-------- EXCERPTED TEXT

Despite the effectiveness of self-attention for HAR, computation and memory cost of the self-attention technique scales quadratically with the length of the data which delays the learning process. To remedy these limitations and enhance the performance of HAR systems from sensors data, we propose causal ConvNet-based performers-attention and supervised contrastive learning. This is because firstly the performers-attention mechanism linearly scales with the length of the sensor input data which makes the learning process faster. Secondly, supervised contrastive learning increases the performance of the proposed network by replacing one stage learning with two stages of learning where the first stage is representation learning and the second stage is classifier learning.

3 Background

3.1 Self-attention

Self-attention is a powerful mechanism that computes correlation scores for all pairs of the samples in the input sensor data. The self-attention mechanism is introduced and exploited by the Transformer architecture to process sequential data in parallel [42]. To make the model pay extra attention to the essential time steps in modelling HAR from the temporal sensor representation, the self-attention technique is employed in the training phase. Attention technique has the following learned components: query Q, key K, and values V. The dimension size of query Q and key K is dk, where the dimension size of V is dv [42]. The complexity of the self-attention mechanism with the length of the input temporal sequence scales quadratically which increases model learning time and requires more memory. This is the limitation of the self-attention mechanism which is addressed in Section 4.2. The attention matrix implementation is shown in (1).

$$ \boldsymbol{Z}(\boldsymbol{Q},\boldsymbol{K},\boldsymbol{V}) = softmax \left( \frac{1}{\sqrt{d_{k}}} {\boldsymbol{Q}\cdot \boldsymbol {K}^{T}}\right) \boldsymbol{V}. $$
(1)

----------------
-------- ENTRIES SHOWN

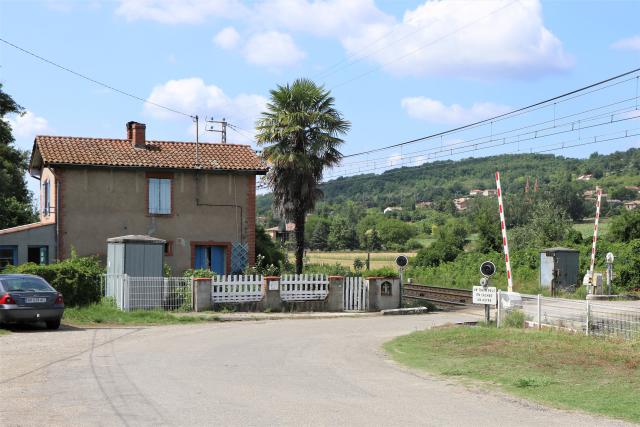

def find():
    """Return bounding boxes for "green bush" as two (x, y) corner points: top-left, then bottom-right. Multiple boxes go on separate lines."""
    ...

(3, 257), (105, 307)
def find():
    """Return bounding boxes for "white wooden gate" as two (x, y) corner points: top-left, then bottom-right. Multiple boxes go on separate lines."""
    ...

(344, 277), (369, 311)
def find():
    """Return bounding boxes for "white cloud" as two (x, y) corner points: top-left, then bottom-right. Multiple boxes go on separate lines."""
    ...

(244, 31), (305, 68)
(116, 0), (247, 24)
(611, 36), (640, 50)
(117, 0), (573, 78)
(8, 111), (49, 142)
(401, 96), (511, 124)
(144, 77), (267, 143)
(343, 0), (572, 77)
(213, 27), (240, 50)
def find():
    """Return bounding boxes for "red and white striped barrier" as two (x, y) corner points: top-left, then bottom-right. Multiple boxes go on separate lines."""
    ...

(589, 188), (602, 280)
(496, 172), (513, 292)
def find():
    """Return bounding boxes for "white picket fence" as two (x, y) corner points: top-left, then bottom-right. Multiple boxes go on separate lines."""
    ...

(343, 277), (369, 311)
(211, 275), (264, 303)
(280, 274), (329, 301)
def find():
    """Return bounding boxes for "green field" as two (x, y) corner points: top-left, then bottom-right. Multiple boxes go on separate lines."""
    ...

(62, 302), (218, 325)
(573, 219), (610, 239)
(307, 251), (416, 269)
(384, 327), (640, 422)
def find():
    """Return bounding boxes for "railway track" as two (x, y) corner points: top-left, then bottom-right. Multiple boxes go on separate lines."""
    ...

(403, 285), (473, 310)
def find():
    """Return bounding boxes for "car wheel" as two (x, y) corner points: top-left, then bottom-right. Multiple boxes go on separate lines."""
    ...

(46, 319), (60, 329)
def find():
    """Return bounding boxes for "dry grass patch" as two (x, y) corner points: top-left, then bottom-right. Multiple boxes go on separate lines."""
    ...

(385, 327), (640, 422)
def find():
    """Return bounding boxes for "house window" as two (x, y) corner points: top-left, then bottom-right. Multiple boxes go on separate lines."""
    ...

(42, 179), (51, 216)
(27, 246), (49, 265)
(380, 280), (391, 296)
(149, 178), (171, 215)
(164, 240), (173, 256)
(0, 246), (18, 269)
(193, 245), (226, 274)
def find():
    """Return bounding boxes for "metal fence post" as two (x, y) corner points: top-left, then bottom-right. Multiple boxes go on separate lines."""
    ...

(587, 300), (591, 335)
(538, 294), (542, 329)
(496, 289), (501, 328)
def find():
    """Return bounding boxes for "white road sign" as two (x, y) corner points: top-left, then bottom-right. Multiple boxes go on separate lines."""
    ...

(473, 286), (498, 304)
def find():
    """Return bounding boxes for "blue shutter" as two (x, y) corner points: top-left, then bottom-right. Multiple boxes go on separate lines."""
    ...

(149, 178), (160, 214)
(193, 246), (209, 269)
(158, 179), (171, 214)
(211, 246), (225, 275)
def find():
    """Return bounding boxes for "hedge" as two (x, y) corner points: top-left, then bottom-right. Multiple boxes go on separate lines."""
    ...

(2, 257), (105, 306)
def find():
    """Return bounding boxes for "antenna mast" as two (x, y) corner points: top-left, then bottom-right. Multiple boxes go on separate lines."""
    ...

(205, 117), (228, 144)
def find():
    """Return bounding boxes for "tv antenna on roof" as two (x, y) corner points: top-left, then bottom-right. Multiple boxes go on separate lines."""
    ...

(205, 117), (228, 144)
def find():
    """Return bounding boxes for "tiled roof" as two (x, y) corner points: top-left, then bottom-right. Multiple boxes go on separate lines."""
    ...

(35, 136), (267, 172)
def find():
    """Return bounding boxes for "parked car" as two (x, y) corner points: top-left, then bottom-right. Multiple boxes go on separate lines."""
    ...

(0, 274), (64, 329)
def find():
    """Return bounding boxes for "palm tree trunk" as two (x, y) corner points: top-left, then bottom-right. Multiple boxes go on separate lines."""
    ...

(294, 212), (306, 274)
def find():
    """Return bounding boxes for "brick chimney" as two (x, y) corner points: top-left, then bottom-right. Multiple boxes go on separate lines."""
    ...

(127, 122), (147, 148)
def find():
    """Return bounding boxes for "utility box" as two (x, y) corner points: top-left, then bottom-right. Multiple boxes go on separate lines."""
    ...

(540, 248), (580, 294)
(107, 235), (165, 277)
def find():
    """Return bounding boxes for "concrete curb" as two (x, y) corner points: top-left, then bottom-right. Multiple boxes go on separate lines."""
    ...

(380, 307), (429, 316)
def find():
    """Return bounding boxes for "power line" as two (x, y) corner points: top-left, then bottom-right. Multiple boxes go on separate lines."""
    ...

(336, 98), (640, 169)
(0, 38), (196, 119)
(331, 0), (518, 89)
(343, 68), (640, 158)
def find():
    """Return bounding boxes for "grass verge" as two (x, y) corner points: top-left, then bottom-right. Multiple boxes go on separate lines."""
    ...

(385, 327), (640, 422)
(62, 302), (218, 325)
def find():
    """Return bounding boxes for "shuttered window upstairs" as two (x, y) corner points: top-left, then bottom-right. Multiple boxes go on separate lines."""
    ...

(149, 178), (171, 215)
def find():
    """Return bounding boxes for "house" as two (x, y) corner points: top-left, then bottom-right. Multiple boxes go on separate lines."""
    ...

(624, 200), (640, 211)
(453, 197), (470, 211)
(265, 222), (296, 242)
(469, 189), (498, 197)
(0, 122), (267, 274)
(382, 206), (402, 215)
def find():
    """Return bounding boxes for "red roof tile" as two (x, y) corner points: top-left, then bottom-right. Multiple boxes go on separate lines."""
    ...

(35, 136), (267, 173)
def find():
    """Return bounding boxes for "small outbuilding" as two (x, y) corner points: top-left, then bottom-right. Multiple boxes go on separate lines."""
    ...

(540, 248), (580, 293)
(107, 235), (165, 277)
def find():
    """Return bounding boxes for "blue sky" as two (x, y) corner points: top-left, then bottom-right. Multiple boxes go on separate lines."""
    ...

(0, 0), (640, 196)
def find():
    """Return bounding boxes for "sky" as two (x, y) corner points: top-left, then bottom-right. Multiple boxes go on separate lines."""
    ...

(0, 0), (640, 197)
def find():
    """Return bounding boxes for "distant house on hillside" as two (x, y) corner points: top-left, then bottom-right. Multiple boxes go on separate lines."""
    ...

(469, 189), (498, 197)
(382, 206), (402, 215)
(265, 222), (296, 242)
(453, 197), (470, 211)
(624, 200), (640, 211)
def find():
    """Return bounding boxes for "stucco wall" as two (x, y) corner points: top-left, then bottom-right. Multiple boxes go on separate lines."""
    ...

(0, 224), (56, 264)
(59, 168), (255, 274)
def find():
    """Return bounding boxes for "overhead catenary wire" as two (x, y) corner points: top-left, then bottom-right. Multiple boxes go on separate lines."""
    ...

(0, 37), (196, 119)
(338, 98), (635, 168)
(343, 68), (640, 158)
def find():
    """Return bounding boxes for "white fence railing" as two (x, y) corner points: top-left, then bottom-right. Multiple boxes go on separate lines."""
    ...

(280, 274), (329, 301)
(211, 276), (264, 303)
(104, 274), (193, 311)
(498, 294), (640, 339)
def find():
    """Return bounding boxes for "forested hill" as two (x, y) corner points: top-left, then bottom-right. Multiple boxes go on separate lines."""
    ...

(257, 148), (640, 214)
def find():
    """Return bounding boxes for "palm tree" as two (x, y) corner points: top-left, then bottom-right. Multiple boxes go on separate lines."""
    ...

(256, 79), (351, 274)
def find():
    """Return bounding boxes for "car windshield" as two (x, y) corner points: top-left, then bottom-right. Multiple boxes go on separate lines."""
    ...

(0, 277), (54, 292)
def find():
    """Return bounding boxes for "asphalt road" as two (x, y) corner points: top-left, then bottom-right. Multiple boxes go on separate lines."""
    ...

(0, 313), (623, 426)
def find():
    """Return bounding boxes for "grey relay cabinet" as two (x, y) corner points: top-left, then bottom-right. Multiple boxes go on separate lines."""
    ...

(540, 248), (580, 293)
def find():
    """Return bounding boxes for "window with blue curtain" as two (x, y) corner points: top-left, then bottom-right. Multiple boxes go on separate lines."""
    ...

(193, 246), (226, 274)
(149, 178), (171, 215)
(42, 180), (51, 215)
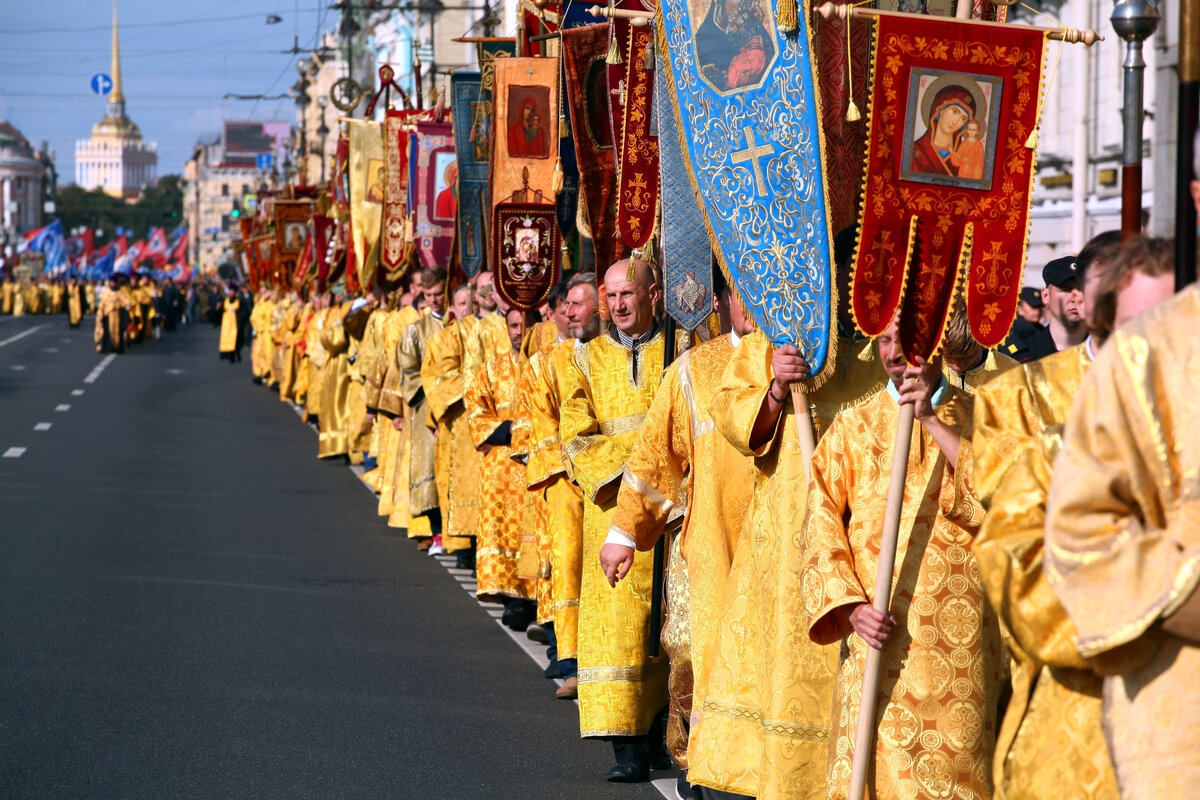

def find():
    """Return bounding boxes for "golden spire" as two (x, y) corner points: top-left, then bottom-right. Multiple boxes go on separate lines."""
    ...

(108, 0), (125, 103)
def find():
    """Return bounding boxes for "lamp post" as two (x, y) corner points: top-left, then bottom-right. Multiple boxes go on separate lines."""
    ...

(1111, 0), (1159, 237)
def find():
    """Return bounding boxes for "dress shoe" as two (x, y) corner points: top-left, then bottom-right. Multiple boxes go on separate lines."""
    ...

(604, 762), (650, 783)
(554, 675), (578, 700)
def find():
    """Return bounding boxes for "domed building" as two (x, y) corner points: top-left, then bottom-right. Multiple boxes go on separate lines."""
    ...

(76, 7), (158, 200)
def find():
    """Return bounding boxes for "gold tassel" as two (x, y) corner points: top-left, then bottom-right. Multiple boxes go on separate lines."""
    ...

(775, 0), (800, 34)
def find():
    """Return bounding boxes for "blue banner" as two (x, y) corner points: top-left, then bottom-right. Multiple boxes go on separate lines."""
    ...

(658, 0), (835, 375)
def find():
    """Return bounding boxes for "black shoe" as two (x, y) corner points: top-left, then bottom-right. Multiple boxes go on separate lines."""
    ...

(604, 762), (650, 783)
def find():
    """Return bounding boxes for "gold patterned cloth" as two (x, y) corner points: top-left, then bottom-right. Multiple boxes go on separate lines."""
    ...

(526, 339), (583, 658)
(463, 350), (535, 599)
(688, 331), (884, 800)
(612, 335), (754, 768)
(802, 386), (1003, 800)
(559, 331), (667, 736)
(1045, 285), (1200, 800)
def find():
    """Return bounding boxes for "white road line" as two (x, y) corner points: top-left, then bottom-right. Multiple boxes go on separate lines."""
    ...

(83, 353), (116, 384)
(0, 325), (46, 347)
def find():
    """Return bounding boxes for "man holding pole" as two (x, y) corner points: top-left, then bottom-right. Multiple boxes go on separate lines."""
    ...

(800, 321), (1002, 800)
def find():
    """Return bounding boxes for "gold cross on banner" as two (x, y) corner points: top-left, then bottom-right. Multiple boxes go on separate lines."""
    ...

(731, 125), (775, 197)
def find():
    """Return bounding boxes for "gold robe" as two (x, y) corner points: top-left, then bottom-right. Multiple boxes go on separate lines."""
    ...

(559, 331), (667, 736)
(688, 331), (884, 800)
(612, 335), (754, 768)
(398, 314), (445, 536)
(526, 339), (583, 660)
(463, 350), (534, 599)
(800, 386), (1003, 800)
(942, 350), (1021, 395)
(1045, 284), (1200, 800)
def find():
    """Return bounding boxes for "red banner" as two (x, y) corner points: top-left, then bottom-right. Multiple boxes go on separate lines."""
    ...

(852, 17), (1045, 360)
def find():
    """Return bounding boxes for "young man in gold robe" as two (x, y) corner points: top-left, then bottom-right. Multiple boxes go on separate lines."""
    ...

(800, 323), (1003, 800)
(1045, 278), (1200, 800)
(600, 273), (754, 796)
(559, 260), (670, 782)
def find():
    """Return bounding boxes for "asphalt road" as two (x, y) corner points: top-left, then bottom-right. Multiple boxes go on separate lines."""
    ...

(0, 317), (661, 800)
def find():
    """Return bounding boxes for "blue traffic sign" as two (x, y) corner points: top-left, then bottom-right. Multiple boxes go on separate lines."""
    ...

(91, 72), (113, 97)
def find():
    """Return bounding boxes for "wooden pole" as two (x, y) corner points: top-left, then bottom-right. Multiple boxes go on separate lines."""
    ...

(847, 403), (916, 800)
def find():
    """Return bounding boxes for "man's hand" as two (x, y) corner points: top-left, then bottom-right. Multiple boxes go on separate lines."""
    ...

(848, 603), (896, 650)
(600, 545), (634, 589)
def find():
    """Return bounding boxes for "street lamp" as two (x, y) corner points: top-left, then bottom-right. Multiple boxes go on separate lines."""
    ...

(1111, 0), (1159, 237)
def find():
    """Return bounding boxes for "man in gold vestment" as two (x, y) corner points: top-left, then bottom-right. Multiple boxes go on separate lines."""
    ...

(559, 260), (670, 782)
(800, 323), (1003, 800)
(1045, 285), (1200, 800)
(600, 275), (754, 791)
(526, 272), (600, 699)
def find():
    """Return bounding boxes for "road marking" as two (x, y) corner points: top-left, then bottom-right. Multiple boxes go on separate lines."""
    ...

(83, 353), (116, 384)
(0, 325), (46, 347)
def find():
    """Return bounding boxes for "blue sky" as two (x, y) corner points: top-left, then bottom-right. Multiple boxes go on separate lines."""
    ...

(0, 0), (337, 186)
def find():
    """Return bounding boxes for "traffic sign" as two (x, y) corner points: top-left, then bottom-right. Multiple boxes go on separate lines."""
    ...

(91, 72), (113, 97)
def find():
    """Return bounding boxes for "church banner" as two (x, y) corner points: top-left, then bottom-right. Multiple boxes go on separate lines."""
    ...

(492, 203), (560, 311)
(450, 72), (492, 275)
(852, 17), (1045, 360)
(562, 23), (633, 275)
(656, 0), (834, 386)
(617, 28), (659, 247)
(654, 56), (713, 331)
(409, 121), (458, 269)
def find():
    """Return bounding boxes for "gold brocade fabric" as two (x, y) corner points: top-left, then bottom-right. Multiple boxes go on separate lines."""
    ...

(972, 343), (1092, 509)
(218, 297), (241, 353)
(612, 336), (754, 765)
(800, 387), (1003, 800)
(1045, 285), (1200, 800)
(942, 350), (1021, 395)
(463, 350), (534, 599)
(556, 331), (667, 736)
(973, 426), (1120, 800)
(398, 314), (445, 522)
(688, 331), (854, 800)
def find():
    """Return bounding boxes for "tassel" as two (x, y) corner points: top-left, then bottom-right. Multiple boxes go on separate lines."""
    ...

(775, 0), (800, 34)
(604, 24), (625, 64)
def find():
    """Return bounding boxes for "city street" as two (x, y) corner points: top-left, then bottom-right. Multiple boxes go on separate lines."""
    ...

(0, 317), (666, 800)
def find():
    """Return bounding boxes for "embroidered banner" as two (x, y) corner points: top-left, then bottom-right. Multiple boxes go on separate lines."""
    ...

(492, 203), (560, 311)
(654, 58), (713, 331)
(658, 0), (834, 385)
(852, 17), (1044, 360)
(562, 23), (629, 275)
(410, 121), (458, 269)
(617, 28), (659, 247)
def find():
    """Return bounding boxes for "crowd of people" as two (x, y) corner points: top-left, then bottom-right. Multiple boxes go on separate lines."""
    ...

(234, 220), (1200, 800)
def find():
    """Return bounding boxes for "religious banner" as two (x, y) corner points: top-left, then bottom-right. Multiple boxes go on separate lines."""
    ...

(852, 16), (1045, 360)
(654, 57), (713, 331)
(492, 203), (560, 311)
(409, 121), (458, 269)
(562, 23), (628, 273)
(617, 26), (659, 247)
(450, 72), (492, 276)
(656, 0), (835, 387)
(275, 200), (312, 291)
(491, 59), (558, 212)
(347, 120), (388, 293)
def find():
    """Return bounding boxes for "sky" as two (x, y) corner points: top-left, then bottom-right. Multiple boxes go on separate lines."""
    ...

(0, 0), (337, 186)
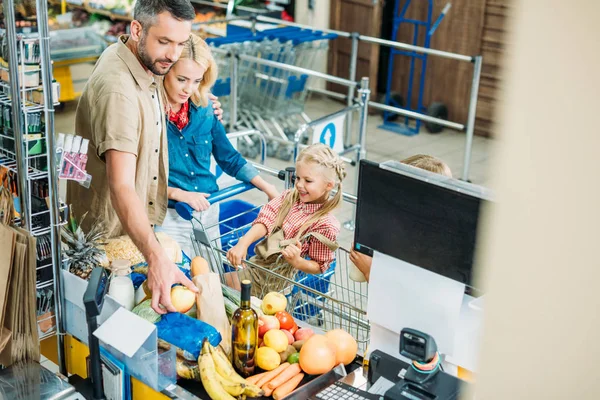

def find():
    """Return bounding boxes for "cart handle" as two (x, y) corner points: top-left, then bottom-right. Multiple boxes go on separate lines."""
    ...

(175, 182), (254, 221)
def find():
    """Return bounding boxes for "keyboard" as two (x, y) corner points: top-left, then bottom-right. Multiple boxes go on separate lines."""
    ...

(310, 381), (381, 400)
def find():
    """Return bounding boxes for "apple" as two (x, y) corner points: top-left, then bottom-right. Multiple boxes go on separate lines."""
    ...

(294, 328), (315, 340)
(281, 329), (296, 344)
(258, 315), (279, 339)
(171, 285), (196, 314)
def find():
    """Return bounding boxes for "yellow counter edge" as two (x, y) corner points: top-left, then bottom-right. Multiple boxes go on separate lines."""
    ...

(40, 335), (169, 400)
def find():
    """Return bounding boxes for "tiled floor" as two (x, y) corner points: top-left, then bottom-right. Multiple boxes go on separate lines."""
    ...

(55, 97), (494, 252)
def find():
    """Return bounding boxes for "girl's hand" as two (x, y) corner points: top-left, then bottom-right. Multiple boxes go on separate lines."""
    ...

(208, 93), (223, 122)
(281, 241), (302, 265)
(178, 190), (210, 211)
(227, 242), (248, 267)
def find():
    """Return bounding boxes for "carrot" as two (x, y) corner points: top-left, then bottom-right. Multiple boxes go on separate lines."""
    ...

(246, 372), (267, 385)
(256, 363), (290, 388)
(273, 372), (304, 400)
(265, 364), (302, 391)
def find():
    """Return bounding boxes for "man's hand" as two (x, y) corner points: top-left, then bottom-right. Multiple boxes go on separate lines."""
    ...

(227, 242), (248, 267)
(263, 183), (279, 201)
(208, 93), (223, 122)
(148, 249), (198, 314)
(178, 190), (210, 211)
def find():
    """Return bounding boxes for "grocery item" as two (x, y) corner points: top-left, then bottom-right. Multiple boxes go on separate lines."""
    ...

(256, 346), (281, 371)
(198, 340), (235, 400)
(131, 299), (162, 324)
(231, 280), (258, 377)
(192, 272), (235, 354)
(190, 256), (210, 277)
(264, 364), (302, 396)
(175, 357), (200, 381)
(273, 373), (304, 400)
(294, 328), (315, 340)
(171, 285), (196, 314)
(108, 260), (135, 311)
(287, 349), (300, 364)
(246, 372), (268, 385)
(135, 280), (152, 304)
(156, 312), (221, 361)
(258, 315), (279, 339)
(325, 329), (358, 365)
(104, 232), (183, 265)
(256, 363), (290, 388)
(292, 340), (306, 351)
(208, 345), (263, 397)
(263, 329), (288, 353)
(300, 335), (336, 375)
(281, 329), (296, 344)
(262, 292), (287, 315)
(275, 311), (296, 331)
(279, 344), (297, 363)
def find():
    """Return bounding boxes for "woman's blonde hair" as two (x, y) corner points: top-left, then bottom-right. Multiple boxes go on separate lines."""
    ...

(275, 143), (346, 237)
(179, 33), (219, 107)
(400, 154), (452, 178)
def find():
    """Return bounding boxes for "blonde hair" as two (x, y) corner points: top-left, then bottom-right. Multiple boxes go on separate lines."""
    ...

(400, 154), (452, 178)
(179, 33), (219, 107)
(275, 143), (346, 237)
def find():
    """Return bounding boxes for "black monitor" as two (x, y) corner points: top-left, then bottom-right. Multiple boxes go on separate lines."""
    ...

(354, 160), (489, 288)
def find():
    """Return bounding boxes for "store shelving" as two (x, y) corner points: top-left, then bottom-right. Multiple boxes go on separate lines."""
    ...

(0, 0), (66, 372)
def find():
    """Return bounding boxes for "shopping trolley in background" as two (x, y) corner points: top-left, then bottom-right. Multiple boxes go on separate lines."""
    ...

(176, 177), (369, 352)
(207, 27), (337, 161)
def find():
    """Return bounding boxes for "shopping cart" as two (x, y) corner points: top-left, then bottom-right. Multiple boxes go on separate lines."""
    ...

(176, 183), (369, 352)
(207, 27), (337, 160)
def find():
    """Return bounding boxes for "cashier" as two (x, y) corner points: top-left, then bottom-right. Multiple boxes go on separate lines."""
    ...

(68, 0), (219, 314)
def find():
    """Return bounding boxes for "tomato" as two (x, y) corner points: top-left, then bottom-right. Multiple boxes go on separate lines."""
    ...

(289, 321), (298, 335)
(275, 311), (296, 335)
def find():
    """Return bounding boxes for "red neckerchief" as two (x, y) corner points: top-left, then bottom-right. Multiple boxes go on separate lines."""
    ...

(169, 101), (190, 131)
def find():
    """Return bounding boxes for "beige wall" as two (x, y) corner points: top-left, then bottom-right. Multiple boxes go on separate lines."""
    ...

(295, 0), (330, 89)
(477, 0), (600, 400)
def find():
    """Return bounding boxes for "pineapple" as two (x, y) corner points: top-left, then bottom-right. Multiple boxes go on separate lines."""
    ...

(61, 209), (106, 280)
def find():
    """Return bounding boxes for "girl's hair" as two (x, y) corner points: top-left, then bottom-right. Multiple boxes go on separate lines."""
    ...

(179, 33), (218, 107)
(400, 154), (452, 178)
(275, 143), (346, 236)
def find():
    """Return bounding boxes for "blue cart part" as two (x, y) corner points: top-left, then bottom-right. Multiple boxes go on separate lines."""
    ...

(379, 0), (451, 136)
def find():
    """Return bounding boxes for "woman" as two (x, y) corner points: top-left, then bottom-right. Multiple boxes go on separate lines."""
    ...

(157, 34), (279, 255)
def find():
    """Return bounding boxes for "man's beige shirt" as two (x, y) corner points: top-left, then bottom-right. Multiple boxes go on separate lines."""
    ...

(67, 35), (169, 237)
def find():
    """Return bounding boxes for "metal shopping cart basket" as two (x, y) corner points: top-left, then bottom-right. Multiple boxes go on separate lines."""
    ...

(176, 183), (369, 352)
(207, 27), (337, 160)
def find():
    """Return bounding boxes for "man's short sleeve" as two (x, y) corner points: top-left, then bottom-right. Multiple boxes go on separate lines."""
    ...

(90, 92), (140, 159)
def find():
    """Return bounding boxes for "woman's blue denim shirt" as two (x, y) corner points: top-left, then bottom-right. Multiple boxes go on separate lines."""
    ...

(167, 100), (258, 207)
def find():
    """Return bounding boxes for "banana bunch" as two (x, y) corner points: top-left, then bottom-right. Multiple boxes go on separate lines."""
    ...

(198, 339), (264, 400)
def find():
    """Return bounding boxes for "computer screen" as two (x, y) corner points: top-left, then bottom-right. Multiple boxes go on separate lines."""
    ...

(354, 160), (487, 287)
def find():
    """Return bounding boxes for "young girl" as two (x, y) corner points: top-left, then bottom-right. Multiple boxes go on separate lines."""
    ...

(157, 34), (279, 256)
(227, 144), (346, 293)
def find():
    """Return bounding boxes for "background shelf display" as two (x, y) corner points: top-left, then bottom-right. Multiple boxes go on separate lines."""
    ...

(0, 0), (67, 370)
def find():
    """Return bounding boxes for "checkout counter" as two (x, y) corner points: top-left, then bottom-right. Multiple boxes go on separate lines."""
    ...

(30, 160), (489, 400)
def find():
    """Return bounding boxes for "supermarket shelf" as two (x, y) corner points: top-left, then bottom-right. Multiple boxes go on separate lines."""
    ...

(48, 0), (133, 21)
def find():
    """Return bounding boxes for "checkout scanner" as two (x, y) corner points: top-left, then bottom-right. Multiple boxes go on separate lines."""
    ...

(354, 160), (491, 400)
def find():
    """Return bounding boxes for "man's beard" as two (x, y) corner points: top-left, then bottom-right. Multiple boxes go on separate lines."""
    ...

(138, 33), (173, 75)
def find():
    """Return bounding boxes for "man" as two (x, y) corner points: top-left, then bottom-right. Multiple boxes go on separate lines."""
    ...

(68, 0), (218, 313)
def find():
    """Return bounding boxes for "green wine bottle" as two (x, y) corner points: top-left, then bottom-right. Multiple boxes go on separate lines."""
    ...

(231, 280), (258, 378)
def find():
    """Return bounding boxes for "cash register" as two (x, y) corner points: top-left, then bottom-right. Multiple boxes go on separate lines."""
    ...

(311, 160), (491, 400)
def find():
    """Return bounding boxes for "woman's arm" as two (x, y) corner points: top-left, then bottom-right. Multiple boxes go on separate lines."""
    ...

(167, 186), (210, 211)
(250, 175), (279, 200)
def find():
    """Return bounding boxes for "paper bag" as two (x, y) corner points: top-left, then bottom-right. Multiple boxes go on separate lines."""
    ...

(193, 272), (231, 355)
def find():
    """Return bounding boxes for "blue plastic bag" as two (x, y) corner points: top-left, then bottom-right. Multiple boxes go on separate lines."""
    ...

----------------

**WRITTEN TASK 1:**
In the excerpt on self-attention for activity recognition, how does the performers-attention mechanism scale with the length of the sensor input data?
**WRITTEN TASK 2:**
List the learned components of the attention technique that the excerpt on self-attention for activity recognition names.
**WRITTEN TASK 3:**
Extend the excerpt on self-attention for activity recognition, starting after equation (1), in the same formal style.

**FINAL ANSWER 1:**
It scales linearly with the length of the sensor input data.

**FINAL ANSWER 2:**
query Q
key K
values V

**FINAL ANSWER 3:**
3.2 Contrastive learning

Contrastive learning [10] has been employed for supervised and unsupervised learning as an objective function [20, 28]. The purpose of contrastive learning is to learn \(f_{\theta }:\mathbb {R}^{D} \rightarrow \mathbb {R}^{d}\) (a parametric function) that able to map an input data x to a feature map (\(f_{\theta } (x) \in \mathbb {R}^{d}\) with d< D) so that a cosine distance as a distance measure can project a high-dimensional input space with complex similarities to a low-dimensional feature latent embedded space. Generally, contrastive learning aims to learn representations by mapping input data to a feature space where similar examples are close together and dissimilar examples are far apart [10]. Hence, contrastive learning increases both compactnesses of intra-classes and separability of inter-classes which lead to rendering a better classifier. Moreover, learning representations of the input data support classifiers to easily extract useful information to properly distinguish categories [3]. The supervised contrastive learning [20] maps the encoded normalized samples belonging to the same class close together in embedding space and simultaneously pushing apart clusters of samples from different categories.

4 Proposed network

The proposed network is built using causal 1D ConvNet with the performers-attention based on supervised contrastive learning. The proposed method takes the minority classes from the input datasets into consideration using the focal loss function with an effective weighting samples technique as described in Section 4.1. The causal convolutions component in the proposed network is used to avoid information flow from future to past by processing results at time t based on solely the convolutions of the time steps of the temporal data from time t and earlier in the previous layer. Therefore, predicting time steps at time t cannot rely on any of the future time steps from the sensor sequential data. This helps the proposed network to maintain the ordering of the temporal data [31] which is significant for HAR systems [13]. Moreover, the details of the performers-attention are provided in Section 4.2. Figures 1 and 2 presents the structure of the proposed network and the two stages of learning in which the representation learning uses supervised contrastive loss function and the classifier learning uses the focal loss function. More details about supervised contrastive learning and both learning stages are provided in Section 4.3.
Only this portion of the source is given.